• **TASK TO CARRY OUT**
Please gather every line of the records that contains the word "wooden", matching case exactly, and copy each one out.

• **MATERIALS PROVIDED**
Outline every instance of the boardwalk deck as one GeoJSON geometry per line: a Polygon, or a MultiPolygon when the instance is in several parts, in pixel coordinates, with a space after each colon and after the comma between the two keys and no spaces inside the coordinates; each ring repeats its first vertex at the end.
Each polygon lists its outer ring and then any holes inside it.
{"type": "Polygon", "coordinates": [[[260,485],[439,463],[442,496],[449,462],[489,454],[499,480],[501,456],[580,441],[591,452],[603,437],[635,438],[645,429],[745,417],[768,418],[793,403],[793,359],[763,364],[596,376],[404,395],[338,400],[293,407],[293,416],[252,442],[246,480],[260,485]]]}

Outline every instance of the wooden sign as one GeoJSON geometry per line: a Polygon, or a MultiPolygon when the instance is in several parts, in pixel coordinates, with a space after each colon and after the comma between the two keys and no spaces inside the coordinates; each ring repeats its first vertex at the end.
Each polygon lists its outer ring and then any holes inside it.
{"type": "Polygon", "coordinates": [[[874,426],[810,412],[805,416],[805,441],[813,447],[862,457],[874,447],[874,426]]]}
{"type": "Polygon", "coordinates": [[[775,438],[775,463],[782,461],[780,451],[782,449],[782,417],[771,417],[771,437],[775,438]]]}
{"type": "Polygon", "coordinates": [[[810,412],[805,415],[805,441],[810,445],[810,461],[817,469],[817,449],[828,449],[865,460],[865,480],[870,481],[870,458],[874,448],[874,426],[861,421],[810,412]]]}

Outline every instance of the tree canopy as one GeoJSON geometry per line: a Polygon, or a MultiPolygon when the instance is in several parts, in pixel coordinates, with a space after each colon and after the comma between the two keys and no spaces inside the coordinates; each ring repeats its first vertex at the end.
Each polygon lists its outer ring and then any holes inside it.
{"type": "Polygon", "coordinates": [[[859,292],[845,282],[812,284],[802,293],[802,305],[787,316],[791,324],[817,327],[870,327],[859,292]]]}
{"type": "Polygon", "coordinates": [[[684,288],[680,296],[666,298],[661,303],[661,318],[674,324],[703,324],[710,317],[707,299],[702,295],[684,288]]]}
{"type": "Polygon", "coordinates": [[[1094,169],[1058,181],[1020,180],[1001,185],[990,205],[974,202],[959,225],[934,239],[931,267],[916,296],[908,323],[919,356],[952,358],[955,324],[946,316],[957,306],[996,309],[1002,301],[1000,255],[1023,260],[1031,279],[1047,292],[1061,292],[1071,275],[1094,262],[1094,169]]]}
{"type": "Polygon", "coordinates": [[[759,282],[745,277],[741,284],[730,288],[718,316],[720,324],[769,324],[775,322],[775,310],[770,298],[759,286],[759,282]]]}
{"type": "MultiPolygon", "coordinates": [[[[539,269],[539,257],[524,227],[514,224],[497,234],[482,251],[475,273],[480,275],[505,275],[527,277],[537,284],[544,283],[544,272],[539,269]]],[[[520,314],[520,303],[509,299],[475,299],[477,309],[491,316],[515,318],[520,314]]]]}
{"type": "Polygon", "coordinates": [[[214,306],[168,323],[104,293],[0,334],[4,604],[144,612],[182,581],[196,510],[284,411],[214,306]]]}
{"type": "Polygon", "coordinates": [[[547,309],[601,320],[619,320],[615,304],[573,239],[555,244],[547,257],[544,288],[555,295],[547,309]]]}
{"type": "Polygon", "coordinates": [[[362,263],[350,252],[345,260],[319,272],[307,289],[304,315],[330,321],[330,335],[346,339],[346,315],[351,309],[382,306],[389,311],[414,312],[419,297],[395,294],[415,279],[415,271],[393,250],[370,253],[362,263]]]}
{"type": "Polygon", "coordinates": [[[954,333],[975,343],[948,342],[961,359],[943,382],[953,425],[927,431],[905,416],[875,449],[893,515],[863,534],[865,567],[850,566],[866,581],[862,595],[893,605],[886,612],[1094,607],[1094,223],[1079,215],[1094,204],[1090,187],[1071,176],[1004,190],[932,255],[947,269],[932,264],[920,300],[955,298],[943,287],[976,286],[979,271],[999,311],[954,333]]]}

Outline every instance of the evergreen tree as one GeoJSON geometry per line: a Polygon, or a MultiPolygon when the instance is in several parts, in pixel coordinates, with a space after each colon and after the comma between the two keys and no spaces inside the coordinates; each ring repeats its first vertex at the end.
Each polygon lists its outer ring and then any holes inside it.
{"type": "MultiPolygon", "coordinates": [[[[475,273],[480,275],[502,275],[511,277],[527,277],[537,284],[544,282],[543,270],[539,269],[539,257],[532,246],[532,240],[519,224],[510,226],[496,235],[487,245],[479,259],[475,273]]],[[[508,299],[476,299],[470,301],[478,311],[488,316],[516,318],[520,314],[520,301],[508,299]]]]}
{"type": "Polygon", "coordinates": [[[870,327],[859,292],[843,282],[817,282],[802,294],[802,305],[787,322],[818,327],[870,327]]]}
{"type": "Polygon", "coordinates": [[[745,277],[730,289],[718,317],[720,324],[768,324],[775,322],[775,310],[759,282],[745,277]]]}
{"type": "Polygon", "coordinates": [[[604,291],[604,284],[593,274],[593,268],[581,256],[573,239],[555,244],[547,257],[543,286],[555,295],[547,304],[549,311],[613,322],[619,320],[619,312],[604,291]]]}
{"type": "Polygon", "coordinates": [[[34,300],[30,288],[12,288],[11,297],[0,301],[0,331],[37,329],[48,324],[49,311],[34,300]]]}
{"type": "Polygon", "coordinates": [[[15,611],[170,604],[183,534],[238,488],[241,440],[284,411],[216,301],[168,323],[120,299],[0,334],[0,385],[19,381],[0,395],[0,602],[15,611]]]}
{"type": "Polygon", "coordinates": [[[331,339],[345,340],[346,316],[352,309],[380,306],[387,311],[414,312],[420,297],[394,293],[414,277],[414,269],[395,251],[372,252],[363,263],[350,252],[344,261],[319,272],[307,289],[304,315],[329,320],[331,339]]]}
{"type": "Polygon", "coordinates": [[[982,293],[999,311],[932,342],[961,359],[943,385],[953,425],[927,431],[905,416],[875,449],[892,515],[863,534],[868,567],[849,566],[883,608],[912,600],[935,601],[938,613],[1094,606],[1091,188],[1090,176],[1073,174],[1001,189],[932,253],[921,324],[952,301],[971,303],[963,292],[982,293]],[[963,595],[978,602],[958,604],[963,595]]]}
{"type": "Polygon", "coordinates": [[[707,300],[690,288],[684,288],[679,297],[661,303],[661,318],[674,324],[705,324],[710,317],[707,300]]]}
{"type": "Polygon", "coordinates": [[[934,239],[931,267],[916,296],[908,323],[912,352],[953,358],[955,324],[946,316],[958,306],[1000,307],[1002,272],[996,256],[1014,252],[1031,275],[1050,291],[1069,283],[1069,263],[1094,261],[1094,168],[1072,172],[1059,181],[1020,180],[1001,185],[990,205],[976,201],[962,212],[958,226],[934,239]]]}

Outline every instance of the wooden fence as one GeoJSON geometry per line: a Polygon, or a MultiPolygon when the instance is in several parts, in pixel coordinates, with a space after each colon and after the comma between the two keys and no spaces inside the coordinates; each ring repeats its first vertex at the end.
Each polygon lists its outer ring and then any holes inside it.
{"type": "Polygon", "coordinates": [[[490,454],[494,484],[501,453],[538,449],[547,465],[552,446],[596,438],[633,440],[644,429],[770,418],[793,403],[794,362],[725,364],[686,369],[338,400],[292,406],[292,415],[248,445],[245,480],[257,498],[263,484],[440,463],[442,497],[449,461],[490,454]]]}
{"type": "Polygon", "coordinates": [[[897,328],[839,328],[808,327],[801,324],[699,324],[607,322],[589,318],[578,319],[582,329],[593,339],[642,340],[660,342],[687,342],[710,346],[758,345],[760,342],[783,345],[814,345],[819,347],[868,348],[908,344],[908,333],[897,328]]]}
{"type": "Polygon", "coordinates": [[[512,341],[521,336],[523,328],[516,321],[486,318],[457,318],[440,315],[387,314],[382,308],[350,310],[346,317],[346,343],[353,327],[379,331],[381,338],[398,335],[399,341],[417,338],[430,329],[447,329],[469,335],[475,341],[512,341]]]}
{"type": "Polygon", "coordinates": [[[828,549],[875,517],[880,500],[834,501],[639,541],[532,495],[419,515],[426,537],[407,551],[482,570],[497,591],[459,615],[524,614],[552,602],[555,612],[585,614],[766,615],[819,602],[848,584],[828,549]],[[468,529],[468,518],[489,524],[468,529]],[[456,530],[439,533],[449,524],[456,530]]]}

• **RESULT FOR THIS EXERCISE**
Outline every instance of the wooden sign as one GeoJSON geometry per line: a Polygon, or a MultiPolygon when the instance is in several parts, in pixel coordinates, with a space after each colon and after the comma between the two keys and no spaces inside the coordinates; each ring repeats its first vertex at the end.
Outline every instance of the wooden fence as one GeoJSON geometry per line: a Polygon, or a MultiPolygon when the instance is in several parts, in pixel coordinates, with a space after each colon and after the comma between the two keys and no spaces inside the coordinates; each ring repeats its first vertex at the end.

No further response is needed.